** Page extract follows **

Evidence Action engages in a rigorous and systematic approach to identify development interventions that we can turn into programs that benefit millions of people with real and proven results. That is what sets us apart from most global development organizations. All programs that we undertake have a strong evidence base generated from peer-reviewed, rigorous evaluations that demonstrate a clear causal chain, most often in the form of randomized control trials (RCTs). But when we consider scaling a program, we do not rely solely on RCTs. We take into consideration other factors that help us understand whether a program effect is resilient across different contexts, and holds true over time through examining the mechanisms at play that generate a given effect.

Replications and additional substantiations of original research that add weight and context when determining whether an intervention has the desired effect, are an important piece in our methodology. Expanding original research to new situations in order to determine whether the intervention’s impact is generalizable across different contexts, including location, culture, or other variables, is critical for us. As the evidence base grows we gain a solid understanding of the fundamentals at work and have confidence that the desired results hold when implemented in very different environments.

Evidence Action’s Deworm the World Initiative is a good example of a program that is bolstered by a well-rounded and very strong evidence base that highlights the positive impacts of mass deworming on children’s cognition and education across diverse settings.

** End of Page extract **

Exercise directions
Answer these questions using the page extract on Evidence Action's approach:
(a) What form do the rigorous evaluations behind Evidence Action's programs most often take?
(b) Which program does the extract offer as an example of one bolstered by a strong evidence base?
(c) On what two areas of children's lives does that program's evidence show positive impacts?
The data that follows was taken from a different source than the text above.

** Dataset content follows **

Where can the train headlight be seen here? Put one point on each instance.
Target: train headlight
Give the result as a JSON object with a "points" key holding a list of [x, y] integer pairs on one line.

** End of Dataset content **

Task result
(a) Randomized control trials (RCTs).
(b) Evidence Action's Deworm the World Initiative.
(c) Children's cognition and education.